Work instruction ▸
Where a line below includes the word "metal", copy that line.
== Source data ==
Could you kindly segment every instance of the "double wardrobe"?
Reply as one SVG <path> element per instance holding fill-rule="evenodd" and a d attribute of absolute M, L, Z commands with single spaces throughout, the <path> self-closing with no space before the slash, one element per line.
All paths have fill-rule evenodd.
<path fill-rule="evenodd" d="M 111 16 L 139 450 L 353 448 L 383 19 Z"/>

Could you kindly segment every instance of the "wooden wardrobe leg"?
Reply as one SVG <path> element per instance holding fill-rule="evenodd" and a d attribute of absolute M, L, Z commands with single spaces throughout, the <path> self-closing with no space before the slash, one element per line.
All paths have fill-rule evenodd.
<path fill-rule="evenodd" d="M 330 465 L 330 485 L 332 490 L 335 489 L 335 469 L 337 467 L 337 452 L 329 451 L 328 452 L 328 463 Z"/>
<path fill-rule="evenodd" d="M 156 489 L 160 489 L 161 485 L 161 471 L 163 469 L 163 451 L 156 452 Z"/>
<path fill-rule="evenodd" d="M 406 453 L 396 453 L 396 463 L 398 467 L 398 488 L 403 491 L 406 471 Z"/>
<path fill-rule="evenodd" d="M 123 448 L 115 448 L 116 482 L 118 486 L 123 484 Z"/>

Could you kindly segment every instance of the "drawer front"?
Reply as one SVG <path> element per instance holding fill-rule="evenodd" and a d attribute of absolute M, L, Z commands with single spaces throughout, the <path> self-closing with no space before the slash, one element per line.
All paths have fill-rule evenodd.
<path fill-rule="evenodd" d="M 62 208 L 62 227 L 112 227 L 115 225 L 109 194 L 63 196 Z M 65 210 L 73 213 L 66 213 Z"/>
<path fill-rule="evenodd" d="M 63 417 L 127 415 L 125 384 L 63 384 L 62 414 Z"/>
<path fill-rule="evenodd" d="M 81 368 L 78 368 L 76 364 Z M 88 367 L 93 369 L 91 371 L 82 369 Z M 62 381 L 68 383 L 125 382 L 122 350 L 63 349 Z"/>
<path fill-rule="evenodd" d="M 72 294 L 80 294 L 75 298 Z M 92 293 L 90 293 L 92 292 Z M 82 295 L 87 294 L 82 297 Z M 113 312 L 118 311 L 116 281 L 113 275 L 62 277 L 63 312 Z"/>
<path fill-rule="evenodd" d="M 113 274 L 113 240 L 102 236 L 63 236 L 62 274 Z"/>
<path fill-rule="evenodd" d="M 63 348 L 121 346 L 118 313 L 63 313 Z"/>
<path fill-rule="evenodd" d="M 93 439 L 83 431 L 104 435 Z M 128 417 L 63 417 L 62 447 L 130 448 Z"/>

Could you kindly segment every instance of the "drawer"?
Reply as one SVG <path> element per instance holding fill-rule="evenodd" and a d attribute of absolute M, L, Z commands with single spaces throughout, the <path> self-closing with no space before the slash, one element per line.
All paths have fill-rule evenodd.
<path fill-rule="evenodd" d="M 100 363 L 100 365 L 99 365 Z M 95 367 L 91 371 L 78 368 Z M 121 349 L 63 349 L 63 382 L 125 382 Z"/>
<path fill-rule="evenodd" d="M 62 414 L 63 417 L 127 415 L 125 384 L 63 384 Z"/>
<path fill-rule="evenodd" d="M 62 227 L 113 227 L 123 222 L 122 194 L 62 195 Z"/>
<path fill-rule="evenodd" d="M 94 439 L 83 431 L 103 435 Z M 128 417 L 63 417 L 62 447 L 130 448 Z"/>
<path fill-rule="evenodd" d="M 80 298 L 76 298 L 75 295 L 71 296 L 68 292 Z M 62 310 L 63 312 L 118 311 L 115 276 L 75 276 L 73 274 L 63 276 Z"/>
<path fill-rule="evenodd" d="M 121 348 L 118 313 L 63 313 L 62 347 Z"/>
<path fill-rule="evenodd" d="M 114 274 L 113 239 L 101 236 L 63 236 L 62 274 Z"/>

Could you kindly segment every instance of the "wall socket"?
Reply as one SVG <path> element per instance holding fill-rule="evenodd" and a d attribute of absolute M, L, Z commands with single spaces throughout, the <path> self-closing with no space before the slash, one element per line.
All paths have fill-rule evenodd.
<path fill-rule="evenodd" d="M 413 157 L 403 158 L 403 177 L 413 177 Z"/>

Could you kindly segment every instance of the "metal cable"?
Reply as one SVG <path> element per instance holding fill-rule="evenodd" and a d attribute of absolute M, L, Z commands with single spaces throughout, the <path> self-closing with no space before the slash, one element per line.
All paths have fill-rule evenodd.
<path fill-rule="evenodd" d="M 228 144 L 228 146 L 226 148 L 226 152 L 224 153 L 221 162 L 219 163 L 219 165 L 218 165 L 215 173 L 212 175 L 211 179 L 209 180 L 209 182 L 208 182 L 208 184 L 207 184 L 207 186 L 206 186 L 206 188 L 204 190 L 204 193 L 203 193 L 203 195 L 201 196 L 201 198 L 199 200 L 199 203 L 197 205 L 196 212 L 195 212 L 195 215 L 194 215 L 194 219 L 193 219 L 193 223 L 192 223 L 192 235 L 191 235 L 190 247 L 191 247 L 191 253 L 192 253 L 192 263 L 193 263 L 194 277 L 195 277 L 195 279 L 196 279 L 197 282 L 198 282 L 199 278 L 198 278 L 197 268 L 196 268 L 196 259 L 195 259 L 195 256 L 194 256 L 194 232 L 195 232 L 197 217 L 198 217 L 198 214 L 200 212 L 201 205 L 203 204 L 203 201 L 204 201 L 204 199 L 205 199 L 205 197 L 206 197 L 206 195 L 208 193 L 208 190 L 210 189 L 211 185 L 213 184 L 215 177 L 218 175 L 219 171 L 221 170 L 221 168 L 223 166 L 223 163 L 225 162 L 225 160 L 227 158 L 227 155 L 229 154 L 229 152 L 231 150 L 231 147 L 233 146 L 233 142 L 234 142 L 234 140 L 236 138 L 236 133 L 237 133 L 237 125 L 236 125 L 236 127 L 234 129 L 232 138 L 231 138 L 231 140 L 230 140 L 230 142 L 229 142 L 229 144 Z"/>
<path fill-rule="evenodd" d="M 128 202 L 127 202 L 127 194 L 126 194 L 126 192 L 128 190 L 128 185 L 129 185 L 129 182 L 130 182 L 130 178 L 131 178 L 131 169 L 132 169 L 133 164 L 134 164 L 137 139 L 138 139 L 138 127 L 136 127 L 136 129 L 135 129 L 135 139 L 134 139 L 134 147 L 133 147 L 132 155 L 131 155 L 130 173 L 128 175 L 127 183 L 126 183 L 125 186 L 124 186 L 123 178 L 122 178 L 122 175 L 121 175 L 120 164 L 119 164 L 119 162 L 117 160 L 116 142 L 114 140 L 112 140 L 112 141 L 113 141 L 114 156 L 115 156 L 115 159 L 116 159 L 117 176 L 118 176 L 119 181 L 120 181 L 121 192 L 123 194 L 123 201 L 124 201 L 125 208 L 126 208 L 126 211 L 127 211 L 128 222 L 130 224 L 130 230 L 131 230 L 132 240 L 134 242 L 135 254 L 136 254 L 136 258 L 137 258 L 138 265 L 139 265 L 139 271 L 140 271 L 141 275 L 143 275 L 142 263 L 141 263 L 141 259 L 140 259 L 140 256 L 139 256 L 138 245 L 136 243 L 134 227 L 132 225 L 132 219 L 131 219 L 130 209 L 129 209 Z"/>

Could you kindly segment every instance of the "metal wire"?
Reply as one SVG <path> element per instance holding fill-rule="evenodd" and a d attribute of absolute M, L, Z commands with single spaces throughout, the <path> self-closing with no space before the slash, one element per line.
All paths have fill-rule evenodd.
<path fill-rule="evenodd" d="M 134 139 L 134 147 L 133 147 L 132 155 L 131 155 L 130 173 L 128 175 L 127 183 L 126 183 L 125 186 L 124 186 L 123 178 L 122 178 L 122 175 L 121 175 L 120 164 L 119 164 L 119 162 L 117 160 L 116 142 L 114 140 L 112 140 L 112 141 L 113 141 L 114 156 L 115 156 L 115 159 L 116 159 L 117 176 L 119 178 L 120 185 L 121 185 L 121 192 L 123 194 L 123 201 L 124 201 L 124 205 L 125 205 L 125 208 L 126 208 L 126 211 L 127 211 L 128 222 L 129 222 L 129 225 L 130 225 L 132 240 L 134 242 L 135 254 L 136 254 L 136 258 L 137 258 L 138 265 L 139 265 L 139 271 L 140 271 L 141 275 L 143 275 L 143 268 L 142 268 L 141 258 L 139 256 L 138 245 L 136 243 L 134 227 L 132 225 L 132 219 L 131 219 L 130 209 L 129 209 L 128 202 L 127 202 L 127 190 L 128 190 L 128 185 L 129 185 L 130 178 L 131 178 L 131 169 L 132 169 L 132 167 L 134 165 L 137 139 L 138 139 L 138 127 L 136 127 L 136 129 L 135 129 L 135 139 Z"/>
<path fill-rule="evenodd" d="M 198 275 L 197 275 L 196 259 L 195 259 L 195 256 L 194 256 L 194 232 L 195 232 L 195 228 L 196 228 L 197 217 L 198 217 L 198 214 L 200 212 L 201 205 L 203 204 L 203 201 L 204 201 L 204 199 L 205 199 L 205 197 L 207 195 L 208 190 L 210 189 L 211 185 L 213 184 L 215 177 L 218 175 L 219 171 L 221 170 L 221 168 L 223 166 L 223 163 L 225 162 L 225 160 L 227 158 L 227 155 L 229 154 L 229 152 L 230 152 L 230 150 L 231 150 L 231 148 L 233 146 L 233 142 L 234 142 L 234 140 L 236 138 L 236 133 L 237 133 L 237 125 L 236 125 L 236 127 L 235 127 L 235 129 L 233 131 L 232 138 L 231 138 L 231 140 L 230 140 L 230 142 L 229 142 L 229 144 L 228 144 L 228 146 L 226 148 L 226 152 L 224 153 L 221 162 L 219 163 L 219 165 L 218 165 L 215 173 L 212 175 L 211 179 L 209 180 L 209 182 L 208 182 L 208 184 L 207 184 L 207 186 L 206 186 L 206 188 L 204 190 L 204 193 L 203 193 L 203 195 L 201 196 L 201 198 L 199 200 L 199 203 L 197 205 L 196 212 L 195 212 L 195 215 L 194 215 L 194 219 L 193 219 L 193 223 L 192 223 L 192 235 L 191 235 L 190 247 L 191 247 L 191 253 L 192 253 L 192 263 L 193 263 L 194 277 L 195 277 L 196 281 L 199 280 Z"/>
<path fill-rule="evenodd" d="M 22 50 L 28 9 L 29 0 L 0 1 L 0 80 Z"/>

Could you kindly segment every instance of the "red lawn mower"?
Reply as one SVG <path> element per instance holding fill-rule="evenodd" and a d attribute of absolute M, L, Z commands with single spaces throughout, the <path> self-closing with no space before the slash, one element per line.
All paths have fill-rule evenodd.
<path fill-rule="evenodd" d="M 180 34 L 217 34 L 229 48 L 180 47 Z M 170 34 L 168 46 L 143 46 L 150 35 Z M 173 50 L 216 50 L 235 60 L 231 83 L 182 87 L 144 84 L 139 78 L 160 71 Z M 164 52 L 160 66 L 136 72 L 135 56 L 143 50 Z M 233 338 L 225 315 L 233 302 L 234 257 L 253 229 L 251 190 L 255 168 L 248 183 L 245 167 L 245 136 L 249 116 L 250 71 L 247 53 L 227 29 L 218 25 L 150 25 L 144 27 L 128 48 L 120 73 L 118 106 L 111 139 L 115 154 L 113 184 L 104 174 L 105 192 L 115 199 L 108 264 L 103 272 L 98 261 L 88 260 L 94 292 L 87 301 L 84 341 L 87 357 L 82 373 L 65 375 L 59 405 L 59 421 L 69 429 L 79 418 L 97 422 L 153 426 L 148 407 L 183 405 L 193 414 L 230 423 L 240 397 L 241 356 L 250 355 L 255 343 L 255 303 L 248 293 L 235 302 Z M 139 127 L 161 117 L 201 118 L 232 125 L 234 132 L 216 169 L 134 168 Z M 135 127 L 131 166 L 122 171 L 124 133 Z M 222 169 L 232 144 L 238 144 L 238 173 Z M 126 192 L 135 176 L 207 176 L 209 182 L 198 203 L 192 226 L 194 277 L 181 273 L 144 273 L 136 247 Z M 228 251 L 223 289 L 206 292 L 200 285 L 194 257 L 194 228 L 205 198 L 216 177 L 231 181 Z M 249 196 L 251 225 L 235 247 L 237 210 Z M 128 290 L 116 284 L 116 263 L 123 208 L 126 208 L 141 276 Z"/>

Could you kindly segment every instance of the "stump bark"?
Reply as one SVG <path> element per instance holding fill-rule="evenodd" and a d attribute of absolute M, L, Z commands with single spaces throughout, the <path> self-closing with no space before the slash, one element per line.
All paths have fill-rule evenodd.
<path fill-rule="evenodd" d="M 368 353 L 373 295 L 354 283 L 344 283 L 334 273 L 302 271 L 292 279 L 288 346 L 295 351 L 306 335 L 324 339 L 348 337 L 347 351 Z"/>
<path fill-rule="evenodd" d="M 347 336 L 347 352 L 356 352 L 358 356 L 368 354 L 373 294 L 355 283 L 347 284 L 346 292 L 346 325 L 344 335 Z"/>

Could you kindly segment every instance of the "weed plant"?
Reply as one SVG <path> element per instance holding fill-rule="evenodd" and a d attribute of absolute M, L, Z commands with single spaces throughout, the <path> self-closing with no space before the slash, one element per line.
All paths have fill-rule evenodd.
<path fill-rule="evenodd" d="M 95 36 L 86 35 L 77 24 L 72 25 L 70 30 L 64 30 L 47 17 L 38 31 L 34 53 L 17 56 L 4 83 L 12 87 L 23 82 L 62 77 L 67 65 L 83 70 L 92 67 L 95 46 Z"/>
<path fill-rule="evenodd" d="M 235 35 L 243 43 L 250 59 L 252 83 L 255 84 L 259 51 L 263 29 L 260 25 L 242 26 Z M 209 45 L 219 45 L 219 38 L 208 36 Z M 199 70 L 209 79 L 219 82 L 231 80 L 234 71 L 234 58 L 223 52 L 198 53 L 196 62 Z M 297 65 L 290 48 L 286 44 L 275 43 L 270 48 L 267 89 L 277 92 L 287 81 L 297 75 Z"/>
===
Finished task ▸
Could you kindly segment every instance of the "metal cable"?
Could you kindly segment every instance of the "metal wire"?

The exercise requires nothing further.